Task directions: Your output should be the lines from the one with "Mark each instance of the reddish" through the end of the entries below, set down word for word and nothing else.

Records provided:
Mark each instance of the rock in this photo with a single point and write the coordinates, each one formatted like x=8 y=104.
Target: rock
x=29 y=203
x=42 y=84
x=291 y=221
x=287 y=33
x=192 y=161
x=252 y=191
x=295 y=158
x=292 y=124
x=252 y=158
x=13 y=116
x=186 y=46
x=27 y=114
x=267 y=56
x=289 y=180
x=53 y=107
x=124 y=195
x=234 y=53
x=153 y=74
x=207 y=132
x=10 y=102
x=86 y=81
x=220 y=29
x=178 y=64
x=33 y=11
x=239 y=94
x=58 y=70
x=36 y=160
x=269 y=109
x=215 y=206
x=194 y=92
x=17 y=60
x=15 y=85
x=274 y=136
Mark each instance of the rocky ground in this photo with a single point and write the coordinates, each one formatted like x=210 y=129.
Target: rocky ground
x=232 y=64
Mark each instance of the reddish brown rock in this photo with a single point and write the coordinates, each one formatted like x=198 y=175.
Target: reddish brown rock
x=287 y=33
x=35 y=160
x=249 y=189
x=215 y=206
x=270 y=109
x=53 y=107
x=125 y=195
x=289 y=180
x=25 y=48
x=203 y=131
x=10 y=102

Exercise solution:
Mark each instance of the reddish brown rock in this photo with a single point and write the coordinates, each one formatted like x=198 y=175.
Target: reddish brown rock
x=287 y=33
x=35 y=160
x=249 y=189
x=215 y=206
x=270 y=109
x=53 y=107
x=125 y=195
x=289 y=180
x=25 y=48
x=203 y=131
x=10 y=102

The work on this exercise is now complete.